[Box-labeled dataset extracts]
______________________________
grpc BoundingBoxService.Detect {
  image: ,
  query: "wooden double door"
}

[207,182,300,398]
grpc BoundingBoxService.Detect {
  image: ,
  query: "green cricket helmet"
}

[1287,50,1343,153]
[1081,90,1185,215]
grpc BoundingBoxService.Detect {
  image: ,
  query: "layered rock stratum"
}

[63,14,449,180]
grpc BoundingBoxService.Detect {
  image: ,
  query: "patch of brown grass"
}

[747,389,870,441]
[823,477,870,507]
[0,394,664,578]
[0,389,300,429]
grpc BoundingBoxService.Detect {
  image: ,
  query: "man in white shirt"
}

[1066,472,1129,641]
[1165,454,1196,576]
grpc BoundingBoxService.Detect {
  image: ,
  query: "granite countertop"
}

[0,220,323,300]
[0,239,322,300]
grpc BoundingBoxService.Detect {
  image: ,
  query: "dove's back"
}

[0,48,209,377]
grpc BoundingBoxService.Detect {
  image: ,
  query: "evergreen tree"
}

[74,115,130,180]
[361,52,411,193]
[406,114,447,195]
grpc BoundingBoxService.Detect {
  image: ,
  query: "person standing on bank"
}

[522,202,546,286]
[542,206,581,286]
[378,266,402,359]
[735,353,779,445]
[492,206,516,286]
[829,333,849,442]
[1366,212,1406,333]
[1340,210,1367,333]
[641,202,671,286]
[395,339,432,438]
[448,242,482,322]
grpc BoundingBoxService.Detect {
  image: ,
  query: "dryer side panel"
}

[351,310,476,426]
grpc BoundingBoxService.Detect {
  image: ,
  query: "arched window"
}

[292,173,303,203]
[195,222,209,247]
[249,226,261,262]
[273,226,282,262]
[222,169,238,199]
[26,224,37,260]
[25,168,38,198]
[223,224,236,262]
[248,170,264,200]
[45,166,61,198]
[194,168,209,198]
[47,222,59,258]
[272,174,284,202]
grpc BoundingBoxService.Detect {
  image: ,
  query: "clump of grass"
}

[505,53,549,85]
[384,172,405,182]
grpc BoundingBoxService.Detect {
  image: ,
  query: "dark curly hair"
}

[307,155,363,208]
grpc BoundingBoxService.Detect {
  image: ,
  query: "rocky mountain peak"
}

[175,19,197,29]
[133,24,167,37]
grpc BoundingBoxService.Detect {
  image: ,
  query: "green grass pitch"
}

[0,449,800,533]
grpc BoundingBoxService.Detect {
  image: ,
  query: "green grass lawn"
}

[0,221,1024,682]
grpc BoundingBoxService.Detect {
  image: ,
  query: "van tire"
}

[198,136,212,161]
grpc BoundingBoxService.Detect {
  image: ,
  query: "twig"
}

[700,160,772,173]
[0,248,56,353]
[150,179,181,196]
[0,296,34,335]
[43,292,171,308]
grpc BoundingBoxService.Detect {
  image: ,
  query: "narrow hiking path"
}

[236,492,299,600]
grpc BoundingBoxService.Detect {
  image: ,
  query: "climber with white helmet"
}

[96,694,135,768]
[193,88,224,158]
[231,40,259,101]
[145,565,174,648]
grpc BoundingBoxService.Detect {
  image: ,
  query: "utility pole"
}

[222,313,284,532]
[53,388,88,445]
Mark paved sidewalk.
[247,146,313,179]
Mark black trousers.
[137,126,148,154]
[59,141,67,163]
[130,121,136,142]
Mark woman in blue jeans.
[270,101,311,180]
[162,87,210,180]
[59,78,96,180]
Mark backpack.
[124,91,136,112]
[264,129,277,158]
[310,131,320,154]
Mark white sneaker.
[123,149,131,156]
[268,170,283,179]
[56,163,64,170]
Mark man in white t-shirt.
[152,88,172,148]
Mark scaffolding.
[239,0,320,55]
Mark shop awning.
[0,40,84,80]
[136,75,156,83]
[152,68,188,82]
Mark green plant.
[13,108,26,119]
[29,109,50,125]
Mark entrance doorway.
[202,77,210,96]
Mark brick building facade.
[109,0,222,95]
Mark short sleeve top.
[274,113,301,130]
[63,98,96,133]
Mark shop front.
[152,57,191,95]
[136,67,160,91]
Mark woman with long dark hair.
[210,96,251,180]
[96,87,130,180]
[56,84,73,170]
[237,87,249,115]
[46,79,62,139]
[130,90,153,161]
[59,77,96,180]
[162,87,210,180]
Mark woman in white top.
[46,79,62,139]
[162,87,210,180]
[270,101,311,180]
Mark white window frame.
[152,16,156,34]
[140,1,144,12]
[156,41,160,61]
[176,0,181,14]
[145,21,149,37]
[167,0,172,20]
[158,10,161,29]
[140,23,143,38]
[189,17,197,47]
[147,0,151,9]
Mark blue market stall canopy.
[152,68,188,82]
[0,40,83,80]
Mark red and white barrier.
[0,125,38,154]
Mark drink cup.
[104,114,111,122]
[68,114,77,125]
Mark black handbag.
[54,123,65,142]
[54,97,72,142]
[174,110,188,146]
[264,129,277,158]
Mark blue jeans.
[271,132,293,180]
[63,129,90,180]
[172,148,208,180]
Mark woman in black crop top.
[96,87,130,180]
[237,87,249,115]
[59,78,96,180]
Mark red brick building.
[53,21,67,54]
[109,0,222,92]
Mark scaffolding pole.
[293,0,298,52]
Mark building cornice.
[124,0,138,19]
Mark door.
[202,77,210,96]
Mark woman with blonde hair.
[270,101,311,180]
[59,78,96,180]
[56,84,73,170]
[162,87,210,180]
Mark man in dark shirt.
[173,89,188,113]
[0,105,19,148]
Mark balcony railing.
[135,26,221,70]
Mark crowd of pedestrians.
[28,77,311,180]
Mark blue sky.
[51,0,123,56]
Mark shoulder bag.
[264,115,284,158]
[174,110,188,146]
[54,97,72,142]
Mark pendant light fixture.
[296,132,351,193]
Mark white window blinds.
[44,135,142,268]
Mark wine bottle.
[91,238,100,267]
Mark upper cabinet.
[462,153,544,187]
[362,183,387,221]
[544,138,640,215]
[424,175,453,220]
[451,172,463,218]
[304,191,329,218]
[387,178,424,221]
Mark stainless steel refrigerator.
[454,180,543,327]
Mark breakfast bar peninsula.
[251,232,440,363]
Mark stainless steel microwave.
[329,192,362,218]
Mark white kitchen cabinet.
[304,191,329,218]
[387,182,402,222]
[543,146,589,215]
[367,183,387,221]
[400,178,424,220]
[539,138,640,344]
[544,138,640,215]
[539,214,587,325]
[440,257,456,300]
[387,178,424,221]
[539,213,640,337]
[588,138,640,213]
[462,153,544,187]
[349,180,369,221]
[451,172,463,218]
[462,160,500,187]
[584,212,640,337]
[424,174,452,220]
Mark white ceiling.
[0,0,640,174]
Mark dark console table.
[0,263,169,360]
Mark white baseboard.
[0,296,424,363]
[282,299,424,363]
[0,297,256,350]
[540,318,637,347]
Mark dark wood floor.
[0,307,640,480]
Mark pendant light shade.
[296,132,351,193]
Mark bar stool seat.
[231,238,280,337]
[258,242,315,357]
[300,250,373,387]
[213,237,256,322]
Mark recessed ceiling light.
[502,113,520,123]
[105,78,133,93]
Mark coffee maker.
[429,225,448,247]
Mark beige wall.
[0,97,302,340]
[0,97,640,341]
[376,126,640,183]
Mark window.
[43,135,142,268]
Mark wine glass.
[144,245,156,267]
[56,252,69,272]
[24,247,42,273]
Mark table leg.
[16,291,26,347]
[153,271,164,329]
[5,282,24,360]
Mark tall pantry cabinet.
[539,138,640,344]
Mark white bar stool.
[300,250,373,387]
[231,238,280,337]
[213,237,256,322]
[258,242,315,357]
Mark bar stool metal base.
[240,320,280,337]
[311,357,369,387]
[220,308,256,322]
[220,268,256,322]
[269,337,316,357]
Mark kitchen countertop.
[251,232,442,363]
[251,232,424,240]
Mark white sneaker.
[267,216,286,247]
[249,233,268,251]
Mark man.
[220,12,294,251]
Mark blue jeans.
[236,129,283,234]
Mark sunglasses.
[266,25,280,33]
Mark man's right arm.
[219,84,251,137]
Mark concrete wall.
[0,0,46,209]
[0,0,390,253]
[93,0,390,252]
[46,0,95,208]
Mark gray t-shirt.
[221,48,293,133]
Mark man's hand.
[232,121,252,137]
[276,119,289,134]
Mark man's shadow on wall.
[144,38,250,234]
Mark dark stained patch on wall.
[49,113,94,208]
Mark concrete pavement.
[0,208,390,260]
______________________________
Copy out the material above word for word, starting at the line that contains "Mark woman in blue jeans." and ending at the line that contains "[136,67,160,91]", with both of those lines included.

Mark woman in blue jeans.
[270,101,311,180]
[162,87,210,180]
[59,78,96,180]
Mark backpack.
[124,91,136,112]
[264,129,277,158]
[310,131,320,154]
Mark white sneaker.
[123,149,131,156]
[268,170,283,179]
[56,163,64,170]
Mark man in white t-shirt.
[152,88,172,148]
Mark scaffolding.
[239,0,320,55]
Mark shop awning.
[0,40,84,80]
[136,75,156,83]
[152,68,188,82]
Mark green plant.
[13,108,26,119]
[29,109,50,125]
Mark entrance doorway.
[202,77,210,96]
Mark brick building facade.
[109,0,222,95]
Mark short sleeve top.
[274,113,301,130]
[63,98,96,133]
Mark shop front.
[152,57,191,95]
[136,67,160,91]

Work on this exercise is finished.